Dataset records
##############################

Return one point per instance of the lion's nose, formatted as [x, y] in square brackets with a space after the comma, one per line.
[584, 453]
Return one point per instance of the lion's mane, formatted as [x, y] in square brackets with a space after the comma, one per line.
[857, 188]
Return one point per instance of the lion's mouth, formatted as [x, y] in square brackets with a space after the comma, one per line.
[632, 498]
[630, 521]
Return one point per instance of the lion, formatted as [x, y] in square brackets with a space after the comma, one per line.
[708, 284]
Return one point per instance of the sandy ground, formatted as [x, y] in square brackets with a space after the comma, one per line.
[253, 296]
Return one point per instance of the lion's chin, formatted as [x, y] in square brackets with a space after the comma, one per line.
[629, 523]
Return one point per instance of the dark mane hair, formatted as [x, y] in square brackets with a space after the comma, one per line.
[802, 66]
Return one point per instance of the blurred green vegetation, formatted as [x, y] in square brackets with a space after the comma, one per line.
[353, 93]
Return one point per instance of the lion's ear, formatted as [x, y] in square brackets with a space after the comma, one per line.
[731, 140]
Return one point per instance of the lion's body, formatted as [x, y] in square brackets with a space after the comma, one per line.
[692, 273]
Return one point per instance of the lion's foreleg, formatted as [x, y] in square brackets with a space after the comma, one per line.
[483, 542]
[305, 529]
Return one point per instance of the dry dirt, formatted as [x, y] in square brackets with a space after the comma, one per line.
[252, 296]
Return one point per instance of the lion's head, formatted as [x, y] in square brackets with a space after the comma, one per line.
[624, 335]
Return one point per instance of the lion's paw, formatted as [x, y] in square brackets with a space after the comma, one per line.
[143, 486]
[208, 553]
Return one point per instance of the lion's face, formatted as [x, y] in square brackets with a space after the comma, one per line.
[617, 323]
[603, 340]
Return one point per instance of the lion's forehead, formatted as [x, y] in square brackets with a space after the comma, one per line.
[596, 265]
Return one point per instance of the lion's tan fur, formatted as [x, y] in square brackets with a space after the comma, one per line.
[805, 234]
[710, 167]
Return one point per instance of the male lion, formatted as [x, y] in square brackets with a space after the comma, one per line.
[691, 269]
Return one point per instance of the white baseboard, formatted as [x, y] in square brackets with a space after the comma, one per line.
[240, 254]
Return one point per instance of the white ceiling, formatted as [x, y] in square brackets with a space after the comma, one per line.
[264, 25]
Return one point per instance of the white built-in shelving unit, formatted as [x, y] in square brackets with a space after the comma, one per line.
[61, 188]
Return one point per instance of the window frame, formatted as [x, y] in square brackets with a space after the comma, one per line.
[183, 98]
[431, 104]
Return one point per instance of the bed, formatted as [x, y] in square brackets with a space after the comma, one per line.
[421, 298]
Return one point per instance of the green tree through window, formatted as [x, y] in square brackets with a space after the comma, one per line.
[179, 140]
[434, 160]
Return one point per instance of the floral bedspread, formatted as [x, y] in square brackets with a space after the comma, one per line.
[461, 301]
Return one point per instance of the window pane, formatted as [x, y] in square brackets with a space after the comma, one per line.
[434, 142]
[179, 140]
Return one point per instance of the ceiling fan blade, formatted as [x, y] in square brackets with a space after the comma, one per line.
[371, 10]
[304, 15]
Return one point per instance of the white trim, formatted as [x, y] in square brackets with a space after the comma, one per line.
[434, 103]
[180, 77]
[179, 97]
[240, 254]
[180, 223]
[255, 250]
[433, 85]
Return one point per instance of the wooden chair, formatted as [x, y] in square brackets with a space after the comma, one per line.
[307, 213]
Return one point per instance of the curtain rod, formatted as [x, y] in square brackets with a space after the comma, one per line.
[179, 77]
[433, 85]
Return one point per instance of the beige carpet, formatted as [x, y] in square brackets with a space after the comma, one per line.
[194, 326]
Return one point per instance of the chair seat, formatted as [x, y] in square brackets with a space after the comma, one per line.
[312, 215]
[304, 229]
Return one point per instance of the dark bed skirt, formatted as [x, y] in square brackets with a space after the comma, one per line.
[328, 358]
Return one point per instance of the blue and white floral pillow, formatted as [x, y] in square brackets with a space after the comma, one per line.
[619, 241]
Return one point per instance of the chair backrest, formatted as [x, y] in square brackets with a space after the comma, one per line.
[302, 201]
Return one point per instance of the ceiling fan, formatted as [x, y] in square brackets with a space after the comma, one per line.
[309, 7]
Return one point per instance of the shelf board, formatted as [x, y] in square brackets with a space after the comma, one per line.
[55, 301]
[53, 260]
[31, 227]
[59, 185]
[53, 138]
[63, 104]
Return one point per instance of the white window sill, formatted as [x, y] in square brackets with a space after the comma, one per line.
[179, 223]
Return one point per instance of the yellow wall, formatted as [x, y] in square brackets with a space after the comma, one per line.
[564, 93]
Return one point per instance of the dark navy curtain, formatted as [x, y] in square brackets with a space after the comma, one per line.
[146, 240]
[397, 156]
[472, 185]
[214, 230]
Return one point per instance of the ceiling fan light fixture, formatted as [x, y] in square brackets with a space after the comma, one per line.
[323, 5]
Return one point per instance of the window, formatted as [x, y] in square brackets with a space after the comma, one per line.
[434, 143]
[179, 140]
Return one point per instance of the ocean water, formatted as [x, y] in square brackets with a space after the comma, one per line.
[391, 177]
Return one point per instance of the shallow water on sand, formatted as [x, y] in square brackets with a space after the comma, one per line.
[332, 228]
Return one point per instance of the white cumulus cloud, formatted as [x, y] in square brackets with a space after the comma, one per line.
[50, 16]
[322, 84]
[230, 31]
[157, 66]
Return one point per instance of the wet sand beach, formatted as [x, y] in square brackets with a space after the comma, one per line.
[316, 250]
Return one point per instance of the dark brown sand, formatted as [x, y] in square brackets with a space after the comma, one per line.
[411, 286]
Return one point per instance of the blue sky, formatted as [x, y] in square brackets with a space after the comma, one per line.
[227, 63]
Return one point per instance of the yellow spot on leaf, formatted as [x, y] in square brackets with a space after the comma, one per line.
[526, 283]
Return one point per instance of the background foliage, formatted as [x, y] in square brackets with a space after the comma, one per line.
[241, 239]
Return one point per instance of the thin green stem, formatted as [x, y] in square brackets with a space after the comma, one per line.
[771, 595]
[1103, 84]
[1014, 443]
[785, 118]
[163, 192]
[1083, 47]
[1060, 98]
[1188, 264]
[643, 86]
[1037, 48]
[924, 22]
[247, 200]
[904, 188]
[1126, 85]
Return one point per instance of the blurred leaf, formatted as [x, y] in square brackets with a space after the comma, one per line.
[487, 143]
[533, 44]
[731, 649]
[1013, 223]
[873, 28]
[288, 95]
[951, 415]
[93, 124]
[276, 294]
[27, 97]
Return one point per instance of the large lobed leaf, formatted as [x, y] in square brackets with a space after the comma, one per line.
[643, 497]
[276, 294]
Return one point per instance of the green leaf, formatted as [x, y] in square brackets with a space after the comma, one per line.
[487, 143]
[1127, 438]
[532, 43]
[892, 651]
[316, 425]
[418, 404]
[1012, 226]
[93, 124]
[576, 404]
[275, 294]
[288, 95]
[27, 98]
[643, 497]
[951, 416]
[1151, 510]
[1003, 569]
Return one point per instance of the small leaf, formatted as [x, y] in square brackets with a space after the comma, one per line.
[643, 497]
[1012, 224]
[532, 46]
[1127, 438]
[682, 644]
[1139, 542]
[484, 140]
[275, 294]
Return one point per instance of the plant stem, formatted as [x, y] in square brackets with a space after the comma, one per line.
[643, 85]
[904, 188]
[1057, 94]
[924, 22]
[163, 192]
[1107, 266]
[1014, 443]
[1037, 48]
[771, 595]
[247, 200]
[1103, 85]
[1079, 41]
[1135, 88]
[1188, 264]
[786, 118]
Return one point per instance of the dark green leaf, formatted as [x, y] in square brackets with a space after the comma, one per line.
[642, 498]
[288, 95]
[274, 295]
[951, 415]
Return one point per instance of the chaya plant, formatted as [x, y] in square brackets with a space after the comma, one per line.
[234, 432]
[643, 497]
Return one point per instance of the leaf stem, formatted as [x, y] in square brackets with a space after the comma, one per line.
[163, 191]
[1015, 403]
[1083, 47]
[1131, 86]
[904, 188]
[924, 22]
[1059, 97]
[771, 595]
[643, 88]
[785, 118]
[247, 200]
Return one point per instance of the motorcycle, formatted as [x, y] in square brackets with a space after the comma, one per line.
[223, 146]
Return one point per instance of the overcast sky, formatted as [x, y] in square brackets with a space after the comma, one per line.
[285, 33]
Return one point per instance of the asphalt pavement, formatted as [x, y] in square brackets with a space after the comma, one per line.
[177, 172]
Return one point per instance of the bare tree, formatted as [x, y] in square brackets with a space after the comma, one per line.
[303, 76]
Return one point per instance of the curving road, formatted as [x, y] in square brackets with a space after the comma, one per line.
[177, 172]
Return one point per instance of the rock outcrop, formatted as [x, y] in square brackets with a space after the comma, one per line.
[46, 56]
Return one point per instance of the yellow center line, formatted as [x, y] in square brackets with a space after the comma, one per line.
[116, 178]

##############################

-- Assigned task --
From the line holding "Return one point per instance of the rock" to the last line of the data above, copy every line exactly and include nothing more.

-- The answer --
Return one point per instance of the rock outcrop, formatted as [x, y] in square brackets with a space after the comma, one per line.
[46, 56]
Return one point per instance of the yellow center line, formatted as [x, y] in square brackets with a space after the comma, one per line.
[116, 178]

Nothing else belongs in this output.